* Start Document segment *
For $x,y,z>0$ and $\sqrt{x} +\sqrt{y} +\sqrt{z} =1.$ Prove that$:$ $$\frac{x^2+yz}{\sqrt{2x^2(y+z)}}+\frac{y^2+zx}{\sqrt{2y^2(z+x)}}+\frac{z^2+xy}{\sqrt{2z^2(x+y)}}\geq 1$$
My solution$:$
Let $x=a^2,\,y=b^2,\,z=c^2$ then $a+b+c=1,$ we need to prove$:$ $$\sum\limits_{cyc} \frac{a^4+b^2 c^2}{a^2 \sqrt{2(b^2+c^2)}} \geqq 1\Leftrightarrow \sum\limits_{cyc} \frac{a^4+b^2 c^2}{a^2 \sqrt{2(b^2+c^2)}} \geqq a+b+c$$
By AM-GM$:$ $$\text{LHS} = \sum\limits_{cyc} \frac{a^4+b^2 c^2}{a \sqrt{2a^2(b^2+c^2)}} \geqq \sum\limits_{cyc} \frac{2(a^4+b^2c^2)}{a(2a^2+b^2+c^2)} \geqq a+b+c$$
Last inequality is true by SOS$:$
$$\sum\limits_{cyc} \frac{2(a^4+b^2c^2)}{a(2a^2+b^2+c^2)}-a-b-c=\sum\limits_{cyc} {\frac {{c}^{2} \left( a-b \right) ^{2} \left( a+b \right) \left( 2\, {a}^{2}+ab+2\,{b}^{2}+{c}^{2} \right) }{a \left( 2\,{a}^{2}+{b}^{2}+{c }^{2} \right) b \left( {a}^{2}+2\,{b}^{2}+{c}^{2} \right) }} \geqq 0$$
PS:Is there any another solution for original inequality or the last inequality$?$
Thank you!
Let $x\geq y\geq z$.
* End Document segment *
* Start Excerpted records *
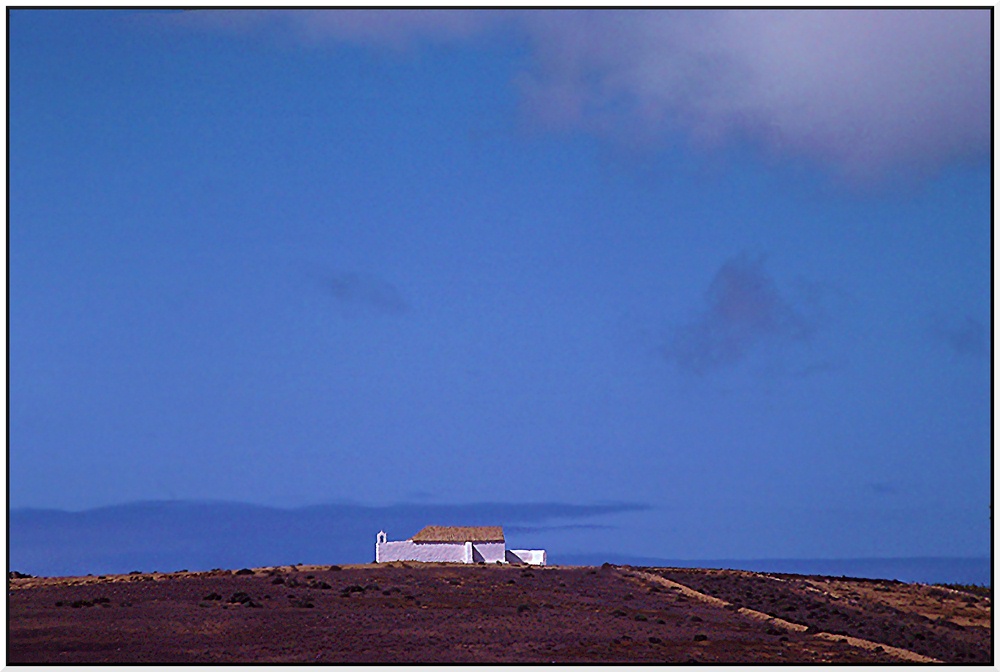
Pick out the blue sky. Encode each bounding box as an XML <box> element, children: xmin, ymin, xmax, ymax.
* End Excerpted records *
* Start Excerpted records *
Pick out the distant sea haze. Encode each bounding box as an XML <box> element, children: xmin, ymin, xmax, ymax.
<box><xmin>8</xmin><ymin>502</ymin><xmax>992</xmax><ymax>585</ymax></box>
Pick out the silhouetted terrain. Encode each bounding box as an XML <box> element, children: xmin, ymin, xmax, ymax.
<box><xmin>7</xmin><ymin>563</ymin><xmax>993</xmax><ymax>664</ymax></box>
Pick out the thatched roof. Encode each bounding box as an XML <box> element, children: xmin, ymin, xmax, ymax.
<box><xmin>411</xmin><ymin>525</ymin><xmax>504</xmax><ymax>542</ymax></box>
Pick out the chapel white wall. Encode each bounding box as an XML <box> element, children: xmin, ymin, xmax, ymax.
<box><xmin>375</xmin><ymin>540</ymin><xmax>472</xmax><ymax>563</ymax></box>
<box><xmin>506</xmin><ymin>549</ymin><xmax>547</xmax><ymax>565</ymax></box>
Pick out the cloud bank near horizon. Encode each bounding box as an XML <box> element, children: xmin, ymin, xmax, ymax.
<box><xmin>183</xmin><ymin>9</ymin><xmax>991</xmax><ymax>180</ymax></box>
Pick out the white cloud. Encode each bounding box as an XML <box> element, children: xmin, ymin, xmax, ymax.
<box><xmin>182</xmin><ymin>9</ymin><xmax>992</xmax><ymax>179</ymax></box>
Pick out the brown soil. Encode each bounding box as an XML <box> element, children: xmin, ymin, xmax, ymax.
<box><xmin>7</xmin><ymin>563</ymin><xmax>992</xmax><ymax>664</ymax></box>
* End Excerpted records *
What to do:
In the inequality post, what substitution is made for x, y, and z? Answer from the inequality post alone.

Finished answer:
x = a², y = b², and z = c², which gives a + b + c = 1.